• [Objective]
Gather every line in the entries below that contains the word "rocky" and copy each one out in full.

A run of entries
● ● ● ● ●
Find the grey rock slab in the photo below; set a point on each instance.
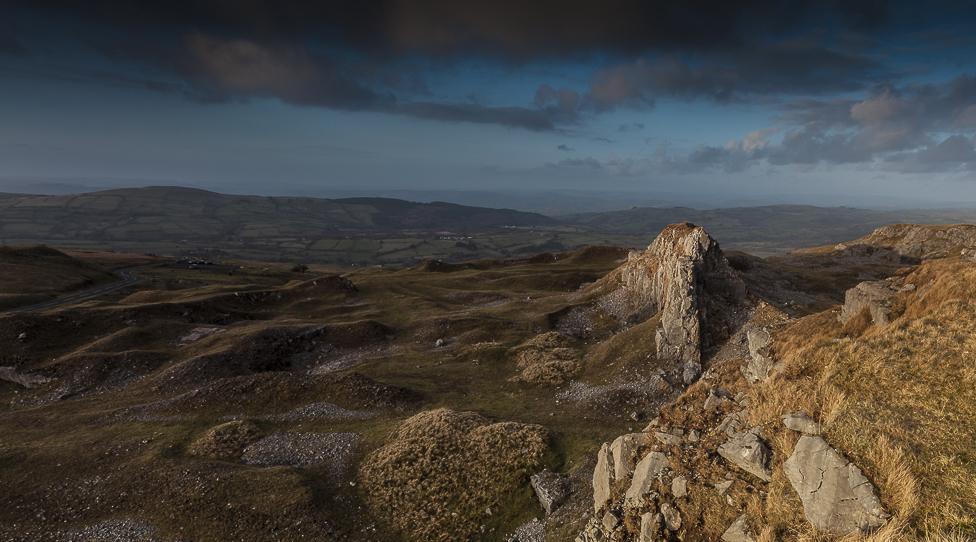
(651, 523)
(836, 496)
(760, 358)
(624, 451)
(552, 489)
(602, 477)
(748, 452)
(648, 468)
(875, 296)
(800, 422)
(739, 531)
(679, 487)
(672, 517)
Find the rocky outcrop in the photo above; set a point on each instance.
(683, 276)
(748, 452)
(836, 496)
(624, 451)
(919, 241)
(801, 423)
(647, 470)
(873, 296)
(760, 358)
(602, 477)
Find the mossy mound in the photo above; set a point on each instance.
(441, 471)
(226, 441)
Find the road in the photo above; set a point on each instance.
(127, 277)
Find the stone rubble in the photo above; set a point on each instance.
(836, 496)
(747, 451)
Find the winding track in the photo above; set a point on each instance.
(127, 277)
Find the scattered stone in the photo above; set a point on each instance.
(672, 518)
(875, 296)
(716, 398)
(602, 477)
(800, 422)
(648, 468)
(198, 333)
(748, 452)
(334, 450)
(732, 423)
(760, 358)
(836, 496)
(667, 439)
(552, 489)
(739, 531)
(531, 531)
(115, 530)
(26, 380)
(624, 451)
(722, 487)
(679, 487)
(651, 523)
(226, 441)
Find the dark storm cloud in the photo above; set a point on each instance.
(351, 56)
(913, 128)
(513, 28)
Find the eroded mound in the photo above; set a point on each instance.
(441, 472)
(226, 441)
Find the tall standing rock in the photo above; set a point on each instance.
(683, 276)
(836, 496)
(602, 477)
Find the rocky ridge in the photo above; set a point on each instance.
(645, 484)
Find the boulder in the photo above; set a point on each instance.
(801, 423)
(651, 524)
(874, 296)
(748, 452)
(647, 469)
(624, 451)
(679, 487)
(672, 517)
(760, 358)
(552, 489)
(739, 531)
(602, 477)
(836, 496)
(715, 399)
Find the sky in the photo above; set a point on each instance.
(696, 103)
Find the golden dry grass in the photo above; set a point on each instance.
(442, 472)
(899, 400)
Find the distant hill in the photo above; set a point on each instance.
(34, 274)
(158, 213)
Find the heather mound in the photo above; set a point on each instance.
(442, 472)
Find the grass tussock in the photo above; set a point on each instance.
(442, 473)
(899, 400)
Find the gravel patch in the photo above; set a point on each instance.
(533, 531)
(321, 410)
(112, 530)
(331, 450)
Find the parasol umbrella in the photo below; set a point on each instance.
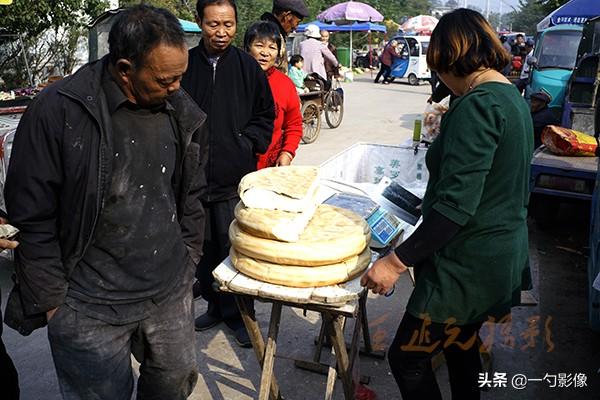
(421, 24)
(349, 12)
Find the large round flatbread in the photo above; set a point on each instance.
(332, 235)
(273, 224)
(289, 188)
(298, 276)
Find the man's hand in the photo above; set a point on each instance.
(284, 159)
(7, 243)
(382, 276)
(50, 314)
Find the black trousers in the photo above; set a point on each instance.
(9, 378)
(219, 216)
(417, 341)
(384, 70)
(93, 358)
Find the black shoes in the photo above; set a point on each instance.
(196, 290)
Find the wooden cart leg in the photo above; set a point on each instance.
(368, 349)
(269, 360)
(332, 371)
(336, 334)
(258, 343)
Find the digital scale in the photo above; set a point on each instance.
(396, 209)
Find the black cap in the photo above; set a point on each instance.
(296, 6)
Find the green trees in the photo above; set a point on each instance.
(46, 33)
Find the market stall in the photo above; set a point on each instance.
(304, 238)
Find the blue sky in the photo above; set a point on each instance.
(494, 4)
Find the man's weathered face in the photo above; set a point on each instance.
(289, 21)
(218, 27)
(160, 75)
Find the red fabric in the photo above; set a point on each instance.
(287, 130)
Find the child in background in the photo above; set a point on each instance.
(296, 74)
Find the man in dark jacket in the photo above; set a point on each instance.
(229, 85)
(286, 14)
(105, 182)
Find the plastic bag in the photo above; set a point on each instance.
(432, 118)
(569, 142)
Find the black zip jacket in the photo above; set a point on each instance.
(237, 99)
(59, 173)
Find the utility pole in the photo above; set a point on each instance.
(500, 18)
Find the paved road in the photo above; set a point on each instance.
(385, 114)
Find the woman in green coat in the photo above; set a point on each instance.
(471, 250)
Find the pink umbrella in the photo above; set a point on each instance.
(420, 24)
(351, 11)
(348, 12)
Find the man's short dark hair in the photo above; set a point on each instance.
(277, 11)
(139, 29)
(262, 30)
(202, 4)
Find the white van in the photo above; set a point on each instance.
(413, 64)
● ● ● ● ●
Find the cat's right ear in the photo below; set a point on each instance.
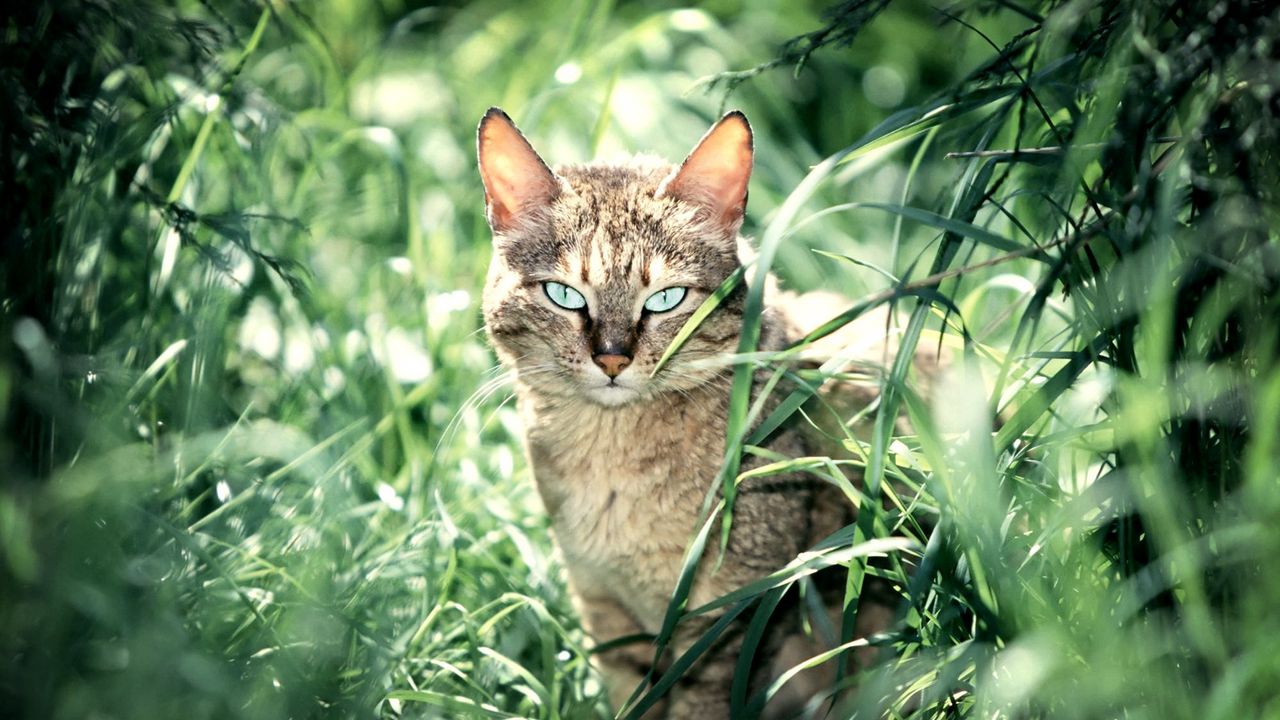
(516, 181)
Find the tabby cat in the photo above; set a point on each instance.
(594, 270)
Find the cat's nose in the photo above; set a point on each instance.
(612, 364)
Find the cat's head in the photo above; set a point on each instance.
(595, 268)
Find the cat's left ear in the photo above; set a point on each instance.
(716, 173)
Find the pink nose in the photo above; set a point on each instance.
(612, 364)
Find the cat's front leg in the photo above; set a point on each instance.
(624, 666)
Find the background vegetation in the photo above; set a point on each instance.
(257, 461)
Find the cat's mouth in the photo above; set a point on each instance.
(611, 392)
● ● ● ● ●
• [Solution for this problem]
Find the rocky outcrop in the photo above; set a point on each instance.
Find the rocky ridge in the photo above; set a point on each instance.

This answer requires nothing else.